Exercise material:
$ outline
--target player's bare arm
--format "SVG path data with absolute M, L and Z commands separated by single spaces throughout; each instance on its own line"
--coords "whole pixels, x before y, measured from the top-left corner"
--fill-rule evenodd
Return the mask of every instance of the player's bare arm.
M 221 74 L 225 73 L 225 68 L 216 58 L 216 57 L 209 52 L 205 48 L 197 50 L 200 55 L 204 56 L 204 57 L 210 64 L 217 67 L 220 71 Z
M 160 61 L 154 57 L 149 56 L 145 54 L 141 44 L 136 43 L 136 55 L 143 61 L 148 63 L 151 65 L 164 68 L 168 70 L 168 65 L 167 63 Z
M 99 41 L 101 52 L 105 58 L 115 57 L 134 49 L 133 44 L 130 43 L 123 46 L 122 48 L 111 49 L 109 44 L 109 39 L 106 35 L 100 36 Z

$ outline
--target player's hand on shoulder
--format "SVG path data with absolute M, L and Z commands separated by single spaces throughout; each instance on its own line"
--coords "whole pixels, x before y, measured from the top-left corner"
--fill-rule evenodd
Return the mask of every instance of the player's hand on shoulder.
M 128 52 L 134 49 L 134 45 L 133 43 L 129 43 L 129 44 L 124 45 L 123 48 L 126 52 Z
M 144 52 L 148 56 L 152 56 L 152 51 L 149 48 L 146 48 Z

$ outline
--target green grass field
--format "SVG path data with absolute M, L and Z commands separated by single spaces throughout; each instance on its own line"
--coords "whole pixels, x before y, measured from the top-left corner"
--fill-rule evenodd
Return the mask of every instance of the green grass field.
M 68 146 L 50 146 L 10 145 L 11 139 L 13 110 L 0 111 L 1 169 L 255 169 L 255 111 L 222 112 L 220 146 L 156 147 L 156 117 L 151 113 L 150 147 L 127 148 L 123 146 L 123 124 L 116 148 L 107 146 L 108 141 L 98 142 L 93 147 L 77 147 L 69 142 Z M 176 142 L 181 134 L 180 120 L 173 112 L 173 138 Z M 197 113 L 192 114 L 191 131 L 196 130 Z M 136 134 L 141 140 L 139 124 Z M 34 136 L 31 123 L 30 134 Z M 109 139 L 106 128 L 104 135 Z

Task requirements: Put the listing above, from its start through the line containing "M 221 74 L 225", into a two-column CSV with the columns input and output and one row for each command. Each field should be quoted, with line breaks replaced by spaces.

Response to the exercise:
input,output
"$ outline --target player's bare arm --format ""SVG path data with absolute M, L and Z commands separated by single spaces throughout; each instance on its own line"" --coords ""whole pixels, x before y, measured from the top-left corner"" --fill-rule evenodd Return the mask of every instance of the player's bare arm.","M 221 74 L 225 73 L 225 68 L 216 58 L 216 57 L 209 52 L 205 48 L 197 50 L 200 55 L 204 56 L 204 57 L 210 64 L 217 67 L 220 71 Z"